Reproduce all of the entries, switching each "innermost point" to "central point" and leaving everything else unchanged. Leave the pictures out of your answer.

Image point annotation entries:
..........

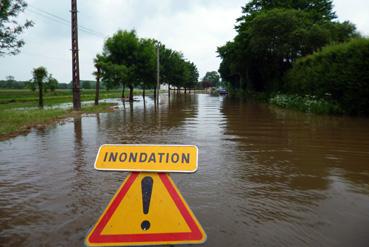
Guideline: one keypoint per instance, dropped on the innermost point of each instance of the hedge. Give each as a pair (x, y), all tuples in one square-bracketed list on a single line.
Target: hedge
[(338, 73)]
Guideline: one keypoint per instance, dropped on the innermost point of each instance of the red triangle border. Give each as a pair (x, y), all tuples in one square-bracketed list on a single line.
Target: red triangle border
[(193, 235)]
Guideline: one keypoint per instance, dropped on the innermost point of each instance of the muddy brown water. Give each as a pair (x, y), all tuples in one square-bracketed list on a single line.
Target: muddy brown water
[(267, 177)]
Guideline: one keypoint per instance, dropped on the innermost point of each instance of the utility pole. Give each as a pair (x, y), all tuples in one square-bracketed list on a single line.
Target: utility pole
[(75, 59), (157, 71)]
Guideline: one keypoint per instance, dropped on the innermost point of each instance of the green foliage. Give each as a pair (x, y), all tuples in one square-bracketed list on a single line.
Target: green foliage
[(211, 79), (306, 104), (128, 60), (52, 83), (339, 73), (272, 35), (10, 29)]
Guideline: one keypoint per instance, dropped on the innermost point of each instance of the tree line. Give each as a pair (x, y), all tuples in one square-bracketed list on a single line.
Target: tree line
[(272, 35), (131, 62)]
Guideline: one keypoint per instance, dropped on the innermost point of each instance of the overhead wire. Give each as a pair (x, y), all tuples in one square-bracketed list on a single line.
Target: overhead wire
[(61, 20)]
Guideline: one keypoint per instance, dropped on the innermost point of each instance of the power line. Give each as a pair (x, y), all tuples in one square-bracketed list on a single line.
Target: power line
[(61, 20)]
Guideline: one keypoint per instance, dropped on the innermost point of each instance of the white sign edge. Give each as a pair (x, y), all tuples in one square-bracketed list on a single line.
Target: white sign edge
[(140, 170)]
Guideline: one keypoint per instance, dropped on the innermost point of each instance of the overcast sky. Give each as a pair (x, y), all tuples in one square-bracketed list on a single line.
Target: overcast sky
[(194, 27)]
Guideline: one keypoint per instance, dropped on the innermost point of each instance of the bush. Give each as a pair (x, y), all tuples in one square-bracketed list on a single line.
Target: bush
[(338, 73), (306, 104)]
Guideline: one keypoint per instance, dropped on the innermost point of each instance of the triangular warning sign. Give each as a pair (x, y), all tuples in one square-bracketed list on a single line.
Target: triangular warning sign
[(147, 209)]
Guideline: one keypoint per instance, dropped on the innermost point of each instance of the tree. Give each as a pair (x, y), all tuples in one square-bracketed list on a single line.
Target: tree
[(271, 35), (121, 51), (211, 79), (51, 83), (86, 85), (39, 79), (98, 74), (10, 29)]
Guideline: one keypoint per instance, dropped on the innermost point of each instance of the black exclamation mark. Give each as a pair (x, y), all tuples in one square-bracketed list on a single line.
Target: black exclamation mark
[(146, 186)]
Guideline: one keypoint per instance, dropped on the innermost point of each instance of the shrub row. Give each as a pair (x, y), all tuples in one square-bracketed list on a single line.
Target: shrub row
[(338, 73)]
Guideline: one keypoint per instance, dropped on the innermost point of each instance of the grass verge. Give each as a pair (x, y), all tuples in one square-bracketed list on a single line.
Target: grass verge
[(305, 104), (14, 122)]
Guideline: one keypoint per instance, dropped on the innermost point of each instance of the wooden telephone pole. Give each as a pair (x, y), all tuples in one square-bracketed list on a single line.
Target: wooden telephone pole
[(157, 71), (75, 59)]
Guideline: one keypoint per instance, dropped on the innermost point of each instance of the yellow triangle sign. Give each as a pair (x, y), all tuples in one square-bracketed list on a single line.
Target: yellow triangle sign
[(147, 209)]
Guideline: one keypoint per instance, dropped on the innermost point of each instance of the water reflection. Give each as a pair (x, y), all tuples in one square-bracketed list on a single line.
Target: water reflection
[(267, 177)]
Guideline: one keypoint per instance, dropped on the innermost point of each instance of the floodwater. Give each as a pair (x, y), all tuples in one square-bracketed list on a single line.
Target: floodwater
[(267, 177)]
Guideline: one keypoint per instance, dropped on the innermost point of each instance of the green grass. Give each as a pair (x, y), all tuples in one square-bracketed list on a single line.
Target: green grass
[(15, 121), (305, 104), (59, 96)]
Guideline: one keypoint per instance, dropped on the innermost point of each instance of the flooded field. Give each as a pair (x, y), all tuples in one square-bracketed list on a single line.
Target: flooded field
[(267, 177)]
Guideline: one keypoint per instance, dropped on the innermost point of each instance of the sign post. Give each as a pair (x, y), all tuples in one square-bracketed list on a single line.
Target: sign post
[(148, 208)]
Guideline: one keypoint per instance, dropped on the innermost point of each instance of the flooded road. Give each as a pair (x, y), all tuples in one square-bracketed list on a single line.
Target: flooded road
[(267, 177)]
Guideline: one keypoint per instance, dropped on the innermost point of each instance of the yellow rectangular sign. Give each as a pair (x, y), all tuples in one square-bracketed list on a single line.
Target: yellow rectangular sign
[(150, 158)]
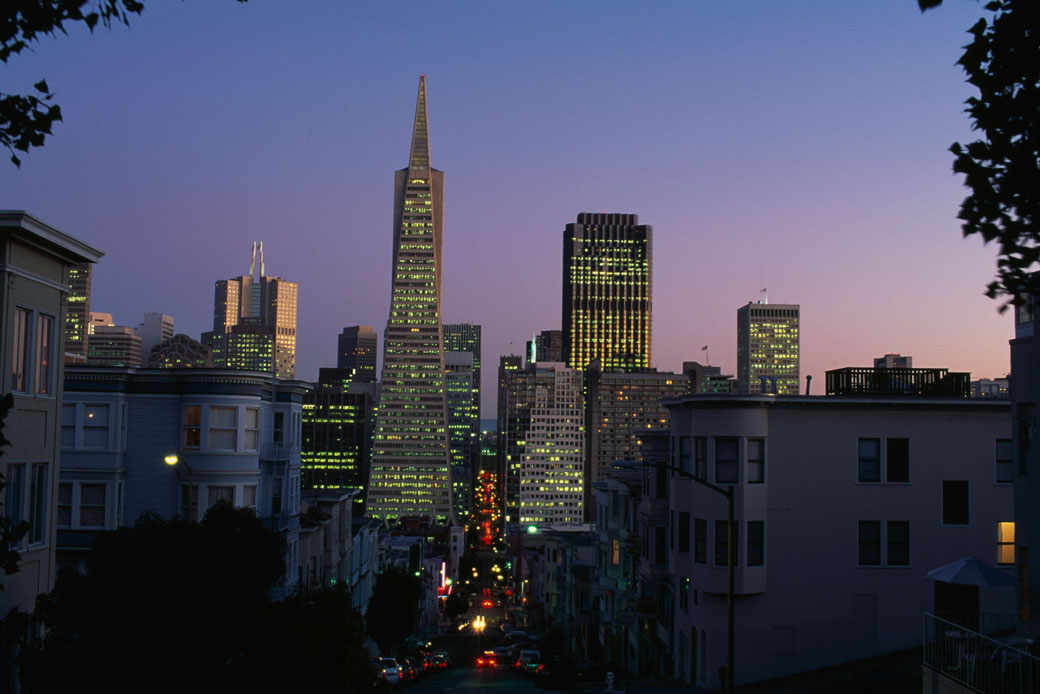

..........

Correct result ▸
Guideline: one keypoint per instance, dropped on the central point of each instance of the hedge. Give each as a pair (x, y), all tuples in one square-bracketed list on a single line.
Target: hedge
[(338, 73)]
Guideline: one keypoint per instance, dropped on the central point of each instance of the red triangle border. Give each as a pair (x, y), all tuples in one square-bracketed list on a single line.
Target: red triangle border
[(193, 235)]
Guideline: one keypoint per instance, dropped on the central point of each instance of the muddy brown water. Give each as a pair (x, y), all tuples in one square-bracketed list on a single line.
Target: muddy brown water
[(267, 177)]
Guideline: one keypoint per instance, dropped on the central point of each instance of the utility pole. Give each as a pair (x, y), all tuples in one square-bracketed list on a single line.
Target: utility pole
[(75, 59), (157, 71)]
Guideline: one keypoint per instance, dropped on the central point of each instance of the green foliage. Give each as a pair (x, y), all tuples in one square-bracketed list on a single line.
Target: green foliage
[(211, 79), (306, 104), (128, 60), (52, 83), (339, 73), (272, 35), (10, 29)]
Guideline: one keypoint per instance, dropped on the central point of each instance of the tree line. Give each as a pair (x, y), all tuples in one square-bracketed list on a single line.
Target: tree line
[(272, 35), (131, 62)]
Guideline: one keypoint per instance, dropped on the central point of each instance of the overhead wire. Give each as a pair (x, y), all tuples in one square-bracketed list on a single line.
Target: overhead wire
[(61, 20)]
Guideline: one keypoint per instance, dropped on the central point of each instance of the power line. Give each as a pair (x, y), all tuples in one square-bracketed list on a single line.
Target: power line
[(61, 20)]
Guideline: one keypoint per instance, dropped on the central point of each instance of the white sign edge. Give each as a pair (x, y), all tuples in one square-bracketed list on a single line.
Target: white sign edge
[(140, 170)]
Guideline: one keypoint per instance, dropped on the central point of each instance of the overcast sky. Give each as a pair (x, y), all tuples in one square-bracketed list on a single line.
Target: overcast sky
[(194, 27)]
Guideline: one keypoint per instance, dropped on the central point of each instance of the bush. Give each as a pair (x, y), all tuples in one square-bracketed list on a single line.
Target: bush
[(338, 73), (306, 104)]
Guideline: one keypoint per instance, dropped on the central point of each instance of the triangular warning sign. Give each as a pair (x, y), all tuples in one square-bracketed list on a single line.
Target: triangular warning sign
[(147, 209)]
Guideline: one keypoint per instance, dropped on the central point of each instance of the tree. Give each as a pair (x, y), all tuples in one square-bracketed list on a single line.
Target: tree
[(271, 35), (121, 51), (211, 79), (51, 83), (86, 85), (39, 79), (98, 74), (10, 29)]
Guideline: one keypoint per instance, dropped on the central point of each instance of the black exclamation mark. Give each as a pair (x, y), all tuples in one square-bracketed list on a single line.
Target: black exclamation mark
[(146, 186)]
Guideline: one keypoint per instance, dropped on the central point of each instance of the shrub row. Give each as a pair (x, y), all tuples in one square-bracketed list on a single line.
Target: shrub row
[(338, 73)]
Guideline: one keypoint per instance, dropped on the central point of each instance of the grass verge. Give each as a pair (x, y), all tuples in one square-bracketed list on a single line.
Target: grass verge
[(305, 104), (14, 122)]
Guideline: one keypoint per instance, dropped on the central point of each instance of the wooden telephone pole. Give each as a pair (x, y), all tuples in one square-bracketed list on a single line.
Target: wooden telephone pole
[(157, 71), (75, 59)]
Guideline: one keypoint per instance, dropped on the central point of each instance of the yellow triangle sign. Give each as a pair (x, y), all tuples in one square-bracketed list on a single line.
Target: yellow triangle sign
[(147, 209)]
Guideline: one keypoint per instance, dropped on the central point of each instance of the water reflection. Give each as a pair (x, y), all tuples in one square-bracketed list on a single line.
Target: water reflection
[(267, 177)]
Guideline: one keypoint per instance, dropped on the central point of each instance of the floodwater. Give each as a pair (x, y), all tuples in one square-bracketed list on a single line.
Target: floodwater
[(267, 177)]
Guideline: one keypoint per instance, dropped on the central point of each instance of the green grass. Give each as a pair (x, y), all tuples in one square-bracketed list on a single line.
Target: green grass
[(15, 121), (305, 104), (59, 96)]
Guideline: one keypoint per instance, dropped on the central point of each instance of the flooded field. Give each as a pair (x, y), all tuples in one square-bracketed list on a single line.
Target: flooded field
[(267, 177)]
Guideline: one keypoint per instance, dropped on the central point of each instance of the sign post. Give each as a pair (x, y), all tuples in one square-bracketed list on a single line.
Target: sign post
[(148, 208)]
Guideline: one keypoint per instance, dropped on the central point of each instance of the flooded road. Give each as a pair (x, y), all tuples in one square-bracketed list on a single line.
Target: flooded road
[(267, 177)]
Guideline: one keypoint per instance, dropped on the central point of each instance of the yellow rectangular sign. Give each as a pair (x, y), all tuples in one square-bracketed list on a single line.
Target: yellow rectangular sign
[(150, 158)]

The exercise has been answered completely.